* _TEXT PROVIDED_
Anger at the new rules – Covid passes to enter crowded venues and mask-wearing in cinemas and theatres – will force the prime minister to rely on Labour votes to get them through the Commons on Tuesday.

In extraordinary language, one rebel vowed to defy the prime minister by claiming the vote is the “thin end of an authoritarian” wedge threatening “a free society in this country”.

“We are not a ‘papers please’ society. This is not Nazi Germany,” Yeovil MP Marcus Fysh told BBC Radio 5 Live.

He lashed out at a presenter pointing out that many people feel unsafe in crowded venues as “not worthy of working for the BBC”, saying to such people: “Don’t go then”.

The comments come after Graham Brady, the chair of the powerful 1922 committee of Conservative backbenchers, accused his own government of “a disastrous assault on liberty”.

“Months when people were banned by law from seeing their children or grandchildren,” he wrote in a newspaper article.

“Businesses forced to close; the state not just telling people not to go to work but paying them not to. And yes, nearly half a year in which we went full Eastern Bloc and no one was allowed out.”

Sir Graham also condemned the Plan B measures ahead of Tuesday’s vote, saying: “There seems no let up to this kind of self-defeating, dystopian logic.”

“We were told these measures might be lifted before Santa took to his sleigh, and certainly before half the country was pinged into the gulag,” the Altrincham and Sale West wrote.

Around 70 Tory MPs have signalled they will vote against Covid passes for crowded venues – wrongly labelled “vaccine passports” by many, although a negative test result will also be allowed.

There are likely to be separate votes on that key controversy, on the extension of face covering rules and on requiring a daily negative test result to avoid isolation as the contact of a household member with Covid.

Mr Johnson’s spokesman, asked for his message to Tory rebels, said: “We are facing a tidal wave of omicron and these Plan B measures are a vital part of enabling us to buy time, so that we can get more of these booster doses in arms and provide the protection that will protect both lives and livelihoods.

On certification for crowded venues, he said: “It allows us to keep some of these settings open which is vital for hospitality, where otherwise we would have had no choice but to close them, which no one wants to see.”

* _THE DATA_
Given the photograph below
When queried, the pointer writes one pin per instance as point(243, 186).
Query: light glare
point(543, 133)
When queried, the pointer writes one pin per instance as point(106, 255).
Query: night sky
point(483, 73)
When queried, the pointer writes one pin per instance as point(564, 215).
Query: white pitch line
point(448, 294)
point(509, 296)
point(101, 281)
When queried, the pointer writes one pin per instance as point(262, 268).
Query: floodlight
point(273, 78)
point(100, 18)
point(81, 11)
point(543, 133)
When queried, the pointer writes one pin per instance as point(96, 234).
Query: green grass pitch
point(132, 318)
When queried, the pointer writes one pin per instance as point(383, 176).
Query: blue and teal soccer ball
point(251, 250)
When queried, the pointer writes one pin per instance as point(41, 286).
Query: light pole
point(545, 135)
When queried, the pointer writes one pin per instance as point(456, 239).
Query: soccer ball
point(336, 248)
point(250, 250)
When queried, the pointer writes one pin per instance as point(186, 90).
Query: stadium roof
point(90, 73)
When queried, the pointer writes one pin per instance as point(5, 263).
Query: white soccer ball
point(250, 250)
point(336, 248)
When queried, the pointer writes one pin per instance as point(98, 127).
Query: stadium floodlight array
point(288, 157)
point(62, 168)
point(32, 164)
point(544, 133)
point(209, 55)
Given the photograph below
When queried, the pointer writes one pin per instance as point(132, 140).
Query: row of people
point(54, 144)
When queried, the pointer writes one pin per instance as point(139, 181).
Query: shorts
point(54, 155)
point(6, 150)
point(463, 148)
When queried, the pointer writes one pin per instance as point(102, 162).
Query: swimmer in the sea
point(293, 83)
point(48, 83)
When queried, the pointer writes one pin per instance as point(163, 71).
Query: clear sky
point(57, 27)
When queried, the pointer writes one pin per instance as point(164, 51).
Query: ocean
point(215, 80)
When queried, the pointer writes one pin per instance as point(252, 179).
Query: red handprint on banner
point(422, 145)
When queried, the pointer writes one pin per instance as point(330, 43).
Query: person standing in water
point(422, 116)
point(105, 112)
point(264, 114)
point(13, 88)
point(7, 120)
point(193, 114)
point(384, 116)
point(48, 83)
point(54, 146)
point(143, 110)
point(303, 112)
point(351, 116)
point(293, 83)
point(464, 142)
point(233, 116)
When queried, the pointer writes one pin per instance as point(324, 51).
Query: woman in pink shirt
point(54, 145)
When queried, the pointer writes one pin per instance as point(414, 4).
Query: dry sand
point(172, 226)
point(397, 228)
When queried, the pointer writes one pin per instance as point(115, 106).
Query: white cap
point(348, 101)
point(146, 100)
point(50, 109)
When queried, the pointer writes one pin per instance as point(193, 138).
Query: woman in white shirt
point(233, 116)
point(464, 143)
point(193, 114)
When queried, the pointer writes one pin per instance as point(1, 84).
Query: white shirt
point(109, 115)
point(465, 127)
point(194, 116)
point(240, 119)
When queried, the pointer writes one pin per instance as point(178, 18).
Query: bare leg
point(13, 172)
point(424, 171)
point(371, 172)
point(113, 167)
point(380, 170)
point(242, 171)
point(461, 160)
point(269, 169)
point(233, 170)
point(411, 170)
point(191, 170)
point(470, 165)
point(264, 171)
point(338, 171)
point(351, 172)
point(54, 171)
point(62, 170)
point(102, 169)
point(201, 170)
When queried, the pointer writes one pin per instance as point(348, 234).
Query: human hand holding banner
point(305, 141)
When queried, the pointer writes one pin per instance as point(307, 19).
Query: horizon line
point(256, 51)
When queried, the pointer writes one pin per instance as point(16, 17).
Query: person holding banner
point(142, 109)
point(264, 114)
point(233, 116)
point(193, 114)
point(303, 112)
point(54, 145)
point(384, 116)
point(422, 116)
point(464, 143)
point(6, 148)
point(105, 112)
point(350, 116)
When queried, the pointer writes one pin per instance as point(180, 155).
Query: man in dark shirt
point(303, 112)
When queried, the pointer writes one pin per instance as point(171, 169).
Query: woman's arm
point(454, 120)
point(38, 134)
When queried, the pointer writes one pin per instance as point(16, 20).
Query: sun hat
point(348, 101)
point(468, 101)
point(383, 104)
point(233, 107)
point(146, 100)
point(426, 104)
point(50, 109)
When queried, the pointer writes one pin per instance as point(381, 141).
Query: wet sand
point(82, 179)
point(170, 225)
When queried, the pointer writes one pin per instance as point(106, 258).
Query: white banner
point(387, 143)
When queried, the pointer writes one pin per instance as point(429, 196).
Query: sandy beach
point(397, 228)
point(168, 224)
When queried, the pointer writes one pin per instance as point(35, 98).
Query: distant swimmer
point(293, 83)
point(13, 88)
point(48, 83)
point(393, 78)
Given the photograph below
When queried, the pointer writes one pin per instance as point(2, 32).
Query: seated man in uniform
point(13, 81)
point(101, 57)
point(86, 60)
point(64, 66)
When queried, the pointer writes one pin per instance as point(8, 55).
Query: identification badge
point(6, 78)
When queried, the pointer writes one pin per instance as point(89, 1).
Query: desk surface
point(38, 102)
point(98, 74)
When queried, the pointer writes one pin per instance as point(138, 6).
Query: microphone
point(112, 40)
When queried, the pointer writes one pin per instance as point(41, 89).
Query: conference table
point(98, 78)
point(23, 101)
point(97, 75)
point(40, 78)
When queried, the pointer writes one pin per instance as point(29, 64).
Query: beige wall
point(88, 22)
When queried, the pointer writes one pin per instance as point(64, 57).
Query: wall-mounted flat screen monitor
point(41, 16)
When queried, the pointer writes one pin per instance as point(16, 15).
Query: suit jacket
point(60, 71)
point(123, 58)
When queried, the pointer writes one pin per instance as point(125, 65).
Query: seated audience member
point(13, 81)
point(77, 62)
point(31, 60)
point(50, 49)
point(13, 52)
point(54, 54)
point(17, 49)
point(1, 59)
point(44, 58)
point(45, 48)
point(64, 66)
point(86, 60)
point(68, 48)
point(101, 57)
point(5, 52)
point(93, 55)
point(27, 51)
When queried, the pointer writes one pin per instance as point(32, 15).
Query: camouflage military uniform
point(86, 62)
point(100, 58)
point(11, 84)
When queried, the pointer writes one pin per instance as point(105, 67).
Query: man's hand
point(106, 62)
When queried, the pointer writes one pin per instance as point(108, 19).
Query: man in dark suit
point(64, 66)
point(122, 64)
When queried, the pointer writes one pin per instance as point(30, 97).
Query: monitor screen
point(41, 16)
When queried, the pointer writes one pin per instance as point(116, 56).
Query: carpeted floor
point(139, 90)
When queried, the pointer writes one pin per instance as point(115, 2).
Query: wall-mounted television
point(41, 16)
==
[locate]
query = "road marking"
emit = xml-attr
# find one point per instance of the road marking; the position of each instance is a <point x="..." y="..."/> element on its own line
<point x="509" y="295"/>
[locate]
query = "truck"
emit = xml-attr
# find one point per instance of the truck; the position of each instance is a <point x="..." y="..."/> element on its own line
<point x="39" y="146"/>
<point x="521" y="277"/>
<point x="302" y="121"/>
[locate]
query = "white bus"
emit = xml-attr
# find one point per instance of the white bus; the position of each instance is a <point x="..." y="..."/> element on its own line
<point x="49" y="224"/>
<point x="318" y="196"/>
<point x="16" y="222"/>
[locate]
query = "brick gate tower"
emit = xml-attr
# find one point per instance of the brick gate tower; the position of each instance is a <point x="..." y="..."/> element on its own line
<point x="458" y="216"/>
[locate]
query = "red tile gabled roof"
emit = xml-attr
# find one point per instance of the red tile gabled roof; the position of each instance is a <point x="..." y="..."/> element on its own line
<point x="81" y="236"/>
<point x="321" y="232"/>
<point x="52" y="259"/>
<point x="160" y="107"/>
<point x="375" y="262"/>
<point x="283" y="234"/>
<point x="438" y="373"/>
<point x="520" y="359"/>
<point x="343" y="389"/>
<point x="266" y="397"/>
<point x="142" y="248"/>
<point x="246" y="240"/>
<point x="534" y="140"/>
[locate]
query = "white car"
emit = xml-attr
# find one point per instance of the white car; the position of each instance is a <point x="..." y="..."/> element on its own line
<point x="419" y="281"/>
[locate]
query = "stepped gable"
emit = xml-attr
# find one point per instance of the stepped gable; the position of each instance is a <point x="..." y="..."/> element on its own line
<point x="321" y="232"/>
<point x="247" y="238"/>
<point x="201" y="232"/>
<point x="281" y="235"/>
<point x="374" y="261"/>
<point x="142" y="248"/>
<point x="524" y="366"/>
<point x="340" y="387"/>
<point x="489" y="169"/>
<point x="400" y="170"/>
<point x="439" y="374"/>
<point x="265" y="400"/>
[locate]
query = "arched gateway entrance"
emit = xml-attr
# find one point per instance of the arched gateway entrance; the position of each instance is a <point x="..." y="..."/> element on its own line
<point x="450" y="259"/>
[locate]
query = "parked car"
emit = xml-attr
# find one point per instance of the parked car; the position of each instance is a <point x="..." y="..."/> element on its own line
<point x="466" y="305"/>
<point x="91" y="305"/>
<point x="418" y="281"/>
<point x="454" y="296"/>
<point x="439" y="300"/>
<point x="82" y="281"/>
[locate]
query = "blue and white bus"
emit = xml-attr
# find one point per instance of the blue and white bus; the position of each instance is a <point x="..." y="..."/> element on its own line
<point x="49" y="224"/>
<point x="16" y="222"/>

* _TASK ITEM_
From the text above about the Tory revolt over Covid rules, pull out the passage from "Around 70 Tory" up to and including "also be allowed.", word for word.

* _ANSWER BOX_
Around 70 Tory MPs have signalled they will vote against Covid passes for crowded venues – wrongly labelled “vaccine passports” by many, although a negative test result will also be allowed.